- _EXERCISE REQUIREMENTS_: Starting at the line that holds "In the photograph above, where can the navy", transcribe every line to the end of the data exactly; include no other lines.

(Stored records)
^^^^

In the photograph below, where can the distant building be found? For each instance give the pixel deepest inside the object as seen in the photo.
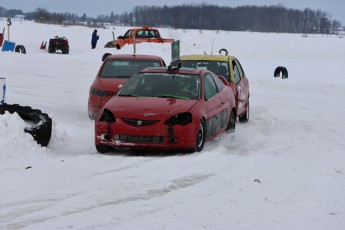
(19, 17)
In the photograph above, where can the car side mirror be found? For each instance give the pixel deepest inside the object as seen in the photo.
(223, 80)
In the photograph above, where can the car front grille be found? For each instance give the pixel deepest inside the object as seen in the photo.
(140, 139)
(137, 122)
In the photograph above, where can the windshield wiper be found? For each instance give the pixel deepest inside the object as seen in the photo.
(173, 96)
(128, 95)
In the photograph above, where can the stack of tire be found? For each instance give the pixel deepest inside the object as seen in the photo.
(41, 129)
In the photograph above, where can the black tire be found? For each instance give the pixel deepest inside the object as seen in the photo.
(65, 49)
(281, 69)
(41, 129)
(232, 122)
(200, 137)
(103, 148)
(51, 49)
(105, 56)
(244, 118)
(20, 49)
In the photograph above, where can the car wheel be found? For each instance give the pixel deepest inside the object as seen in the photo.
(200, 137)
(245, 117)
(232, 122)
(41, 127)
(103, 148)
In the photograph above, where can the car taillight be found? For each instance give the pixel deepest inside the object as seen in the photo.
(101, 93)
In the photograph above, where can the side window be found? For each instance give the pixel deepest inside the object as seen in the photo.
(210, 86)
(219, 83)
(239, 68)
(236, 72)
(126, 34)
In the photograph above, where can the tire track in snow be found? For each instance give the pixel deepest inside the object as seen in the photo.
(176, 185)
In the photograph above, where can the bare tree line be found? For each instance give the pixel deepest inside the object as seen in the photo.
(203, 16)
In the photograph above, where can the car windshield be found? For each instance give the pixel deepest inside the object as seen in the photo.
(163, 85)
(120, 68)
(217, 67)
(147, 34)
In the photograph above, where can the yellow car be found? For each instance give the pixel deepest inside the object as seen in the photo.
(228, 67)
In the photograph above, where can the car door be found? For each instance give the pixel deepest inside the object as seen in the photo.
(242, 86)
(215, 106)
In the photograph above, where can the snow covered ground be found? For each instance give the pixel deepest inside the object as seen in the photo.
(285, 169)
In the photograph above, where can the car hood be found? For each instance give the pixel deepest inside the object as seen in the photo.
(112, 84)
(148, 107)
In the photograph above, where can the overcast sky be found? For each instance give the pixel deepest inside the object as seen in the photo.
(336, 8)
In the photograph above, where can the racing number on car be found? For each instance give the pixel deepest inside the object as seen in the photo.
(241, 95)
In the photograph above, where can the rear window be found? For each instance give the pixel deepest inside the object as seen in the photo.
(217, 67)
(115, 68)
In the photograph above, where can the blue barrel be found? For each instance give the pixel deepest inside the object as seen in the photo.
(2, 90)
(8, 46)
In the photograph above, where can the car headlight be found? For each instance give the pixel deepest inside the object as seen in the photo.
(99, 92)
(180, 119)
(107, 116)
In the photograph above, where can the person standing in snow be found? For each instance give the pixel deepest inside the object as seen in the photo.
(94, 39)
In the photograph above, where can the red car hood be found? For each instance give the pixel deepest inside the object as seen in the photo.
(111, 84)
(147, 107)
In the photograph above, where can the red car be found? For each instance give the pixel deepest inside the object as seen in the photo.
(138, 35)
(167, 108)
(114, 72)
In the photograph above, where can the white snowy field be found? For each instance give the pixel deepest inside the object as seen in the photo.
(284, 169)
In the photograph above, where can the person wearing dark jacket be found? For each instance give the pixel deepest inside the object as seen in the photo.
(94, 39)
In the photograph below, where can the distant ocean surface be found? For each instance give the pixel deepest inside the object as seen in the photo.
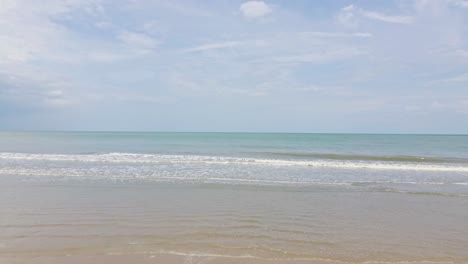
(279, 197)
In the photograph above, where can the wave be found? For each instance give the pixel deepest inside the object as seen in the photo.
(354, 157)
(169, 159)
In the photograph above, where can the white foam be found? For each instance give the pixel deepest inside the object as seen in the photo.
(160, 158)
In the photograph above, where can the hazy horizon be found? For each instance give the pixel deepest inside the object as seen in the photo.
(278, 66)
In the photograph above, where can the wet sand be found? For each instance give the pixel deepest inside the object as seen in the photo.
(104, 222)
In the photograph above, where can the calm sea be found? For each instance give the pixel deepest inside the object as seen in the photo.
(233, 197)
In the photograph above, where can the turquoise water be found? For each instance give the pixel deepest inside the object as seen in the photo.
(239, 144)
(410, 163)
(233, 198)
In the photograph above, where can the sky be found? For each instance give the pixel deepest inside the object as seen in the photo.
(226, 65)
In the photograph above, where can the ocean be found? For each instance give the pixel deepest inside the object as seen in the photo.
(152, 197)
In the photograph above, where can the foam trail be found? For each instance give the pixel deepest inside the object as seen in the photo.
(161, 158)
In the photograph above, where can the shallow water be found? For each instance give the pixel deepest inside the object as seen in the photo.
(223, 198)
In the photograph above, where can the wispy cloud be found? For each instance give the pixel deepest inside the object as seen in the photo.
(349, 13)
(214, 46)
(253, 9)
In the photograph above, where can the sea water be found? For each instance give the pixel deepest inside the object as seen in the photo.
(239, 197)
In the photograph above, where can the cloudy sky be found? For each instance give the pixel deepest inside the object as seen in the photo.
(228, 65)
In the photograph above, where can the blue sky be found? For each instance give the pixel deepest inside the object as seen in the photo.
(289, 66)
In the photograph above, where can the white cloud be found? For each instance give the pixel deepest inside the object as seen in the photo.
(386, 18)
(212, 46)
(348, 16)
(252, 9)
(321, 34)
(322, 57)
(137, 40)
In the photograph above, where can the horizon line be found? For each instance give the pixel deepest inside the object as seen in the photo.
(232, 132)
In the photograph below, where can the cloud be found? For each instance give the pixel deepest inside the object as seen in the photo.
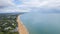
(10, 6)
(27, 5)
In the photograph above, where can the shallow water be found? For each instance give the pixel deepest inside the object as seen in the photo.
(38, 23)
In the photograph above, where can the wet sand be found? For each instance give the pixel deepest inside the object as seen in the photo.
(21, 28)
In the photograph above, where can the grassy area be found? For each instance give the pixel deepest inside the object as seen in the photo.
(8, 32)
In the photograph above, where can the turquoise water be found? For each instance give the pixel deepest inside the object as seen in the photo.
(40, 23)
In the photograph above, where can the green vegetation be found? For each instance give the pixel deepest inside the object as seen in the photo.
(7, 24)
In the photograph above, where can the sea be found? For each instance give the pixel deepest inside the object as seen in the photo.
(41, 23)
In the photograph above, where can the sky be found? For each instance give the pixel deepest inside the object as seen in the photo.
(29, 5)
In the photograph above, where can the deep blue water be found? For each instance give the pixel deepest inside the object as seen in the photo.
(42, 23)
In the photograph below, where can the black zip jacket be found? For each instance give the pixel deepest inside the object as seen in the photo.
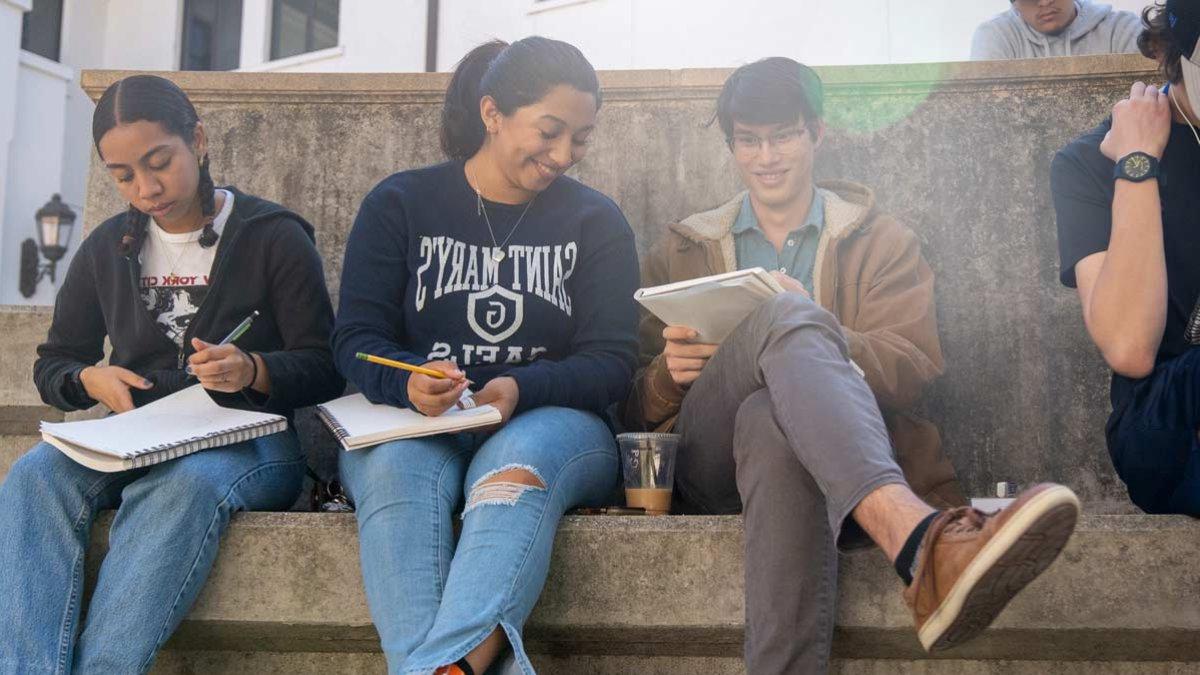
(265, 261)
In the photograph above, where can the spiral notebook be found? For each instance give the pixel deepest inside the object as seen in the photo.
(358, 423)
(180, 424)
(711, 305)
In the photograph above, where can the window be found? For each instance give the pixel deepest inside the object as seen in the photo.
(303, 25)
(211, 35)
(41, 29)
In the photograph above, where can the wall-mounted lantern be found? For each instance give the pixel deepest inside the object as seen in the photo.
(54, 222)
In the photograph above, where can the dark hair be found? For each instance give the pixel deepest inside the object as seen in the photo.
(1157, 42)
(147, 97)
(773, 90)
(515, 76)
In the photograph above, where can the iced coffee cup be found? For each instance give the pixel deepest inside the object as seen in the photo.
(647, 461)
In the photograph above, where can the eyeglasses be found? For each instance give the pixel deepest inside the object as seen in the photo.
(785, 142)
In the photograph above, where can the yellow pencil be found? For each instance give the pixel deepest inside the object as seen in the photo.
(401, 365)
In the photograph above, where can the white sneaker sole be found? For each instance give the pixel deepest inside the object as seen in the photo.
(1021, 550)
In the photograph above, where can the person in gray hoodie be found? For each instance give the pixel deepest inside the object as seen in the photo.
(1032, 29)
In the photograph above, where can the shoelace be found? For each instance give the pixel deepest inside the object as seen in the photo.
(960, 519)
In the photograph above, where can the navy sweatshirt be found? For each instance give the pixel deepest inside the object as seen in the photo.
(420, 284)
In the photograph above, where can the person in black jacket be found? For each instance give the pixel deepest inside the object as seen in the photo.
(163, 282)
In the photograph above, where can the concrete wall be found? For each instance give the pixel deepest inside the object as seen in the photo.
(373, 36)
(958, 151)
(39, 147)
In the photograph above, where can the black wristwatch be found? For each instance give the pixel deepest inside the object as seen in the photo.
(1135, 167)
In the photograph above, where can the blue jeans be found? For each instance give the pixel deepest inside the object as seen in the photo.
(161, 548)
(433, 603)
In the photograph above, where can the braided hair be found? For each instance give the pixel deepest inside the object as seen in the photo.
(148, 97)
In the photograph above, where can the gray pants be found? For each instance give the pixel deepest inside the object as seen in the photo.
(781, 426)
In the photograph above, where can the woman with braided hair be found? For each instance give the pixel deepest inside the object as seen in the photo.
(162, 282)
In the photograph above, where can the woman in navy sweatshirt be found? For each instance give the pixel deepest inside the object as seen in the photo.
(163, 282)
(517, 281)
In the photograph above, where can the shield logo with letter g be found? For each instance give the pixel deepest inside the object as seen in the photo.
(496, 314)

^^^^

- _SOLUTION_:
In the photograph above, where can the navy sweatshirt be found? For each instance give the pixel deepest inside the object as seen in the photo.
(420, 284)
In the photograph above, where can the person in black jacket be found? For each instance give the pixel deepest inside the object as seen in the photo.
(163, 282)
In the photograph above, where can the concrete wall be found? For each instance give the pixel deepest inside the object as seen in the photo.
(373, 36)
(958, 151)
(39, 147)
In the photograph above, where can the black wristwatch be found? For each instance give the pixel deepest inside the object as seen in the photo.
(1135, 167)
In the photograph above, where can the blue jeans be found? For each instance give the pixel deepest inside the object as seen in the photo.
(161, 548)
(433, 603)
In the photograph above, where can the braided hair be found? For each instance give the pixel deepest inside the object as seen in the photo.
(148, 97)
In the photograph above, where can the gray pants be found? For each instance give the pixel deepest inside the object as seen in the photo.
(781, 426)
In the photograph above, where can the woman with braided hair be found? For each instance give the pixel deepest inside the object as seen in the photo.
(162, 282)
In the photograph above, where can the woman in navy sweatshirt be found? For each instance give the pixel deepest inside the object as seen in the photo.
(163, 282)
(517, 281)
In the photograph above, where can the shield logo with letter g be found? For each instance give the pixel deepest inside the object as seen in the photo.
(496, 314)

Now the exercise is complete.